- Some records
——

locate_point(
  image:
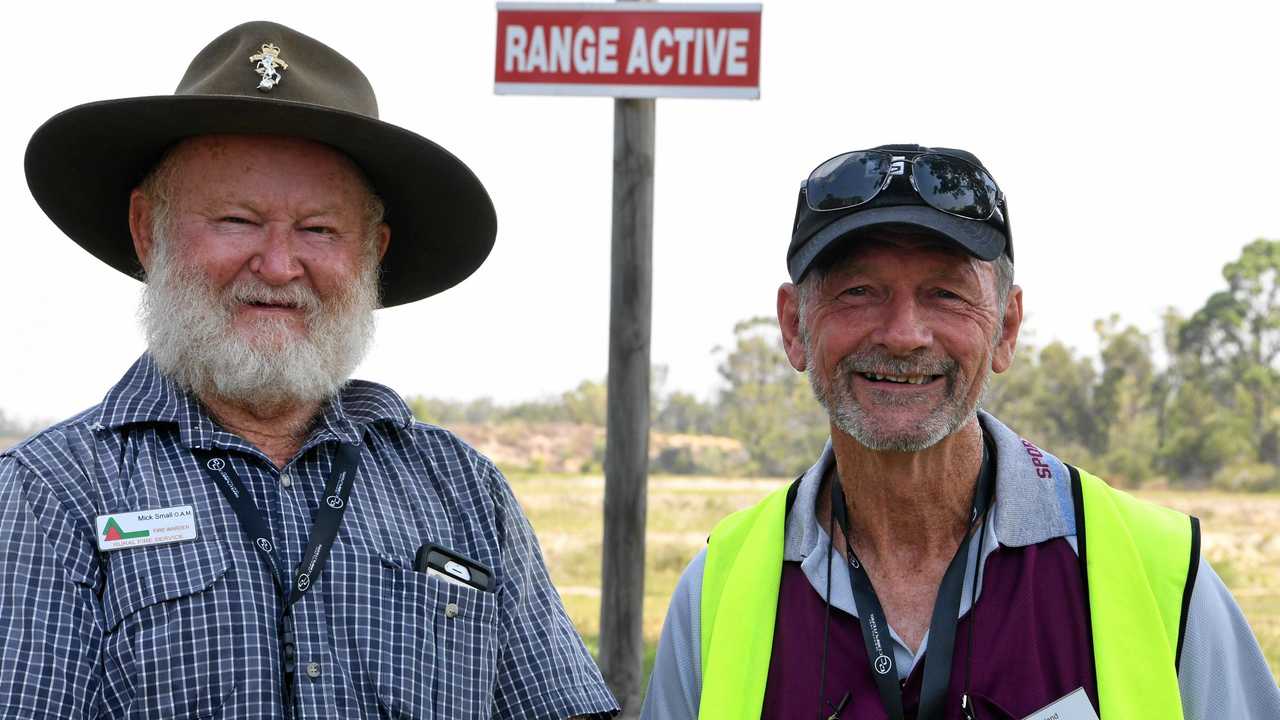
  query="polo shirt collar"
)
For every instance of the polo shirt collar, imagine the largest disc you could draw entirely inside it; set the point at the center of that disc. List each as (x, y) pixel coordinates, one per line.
(146, 396)
(1033, 496)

——

- WHAT THIS TASK INVOLVES
Rewrite every item above, changing each "disc" to "circle" and keeping everything else the same. Leave the pictures out of your answer.

- REPLY TO THE TASK
locate_point(
  image:
  query="polo shirt collar"
)
For every instance of the polo shirt collar, imagine the largest circle you could draw entirely inside it; set the point at the center of that circle. List each as (x, y) pixel coordinates, one per line.
(146, 396)
(1033, 496)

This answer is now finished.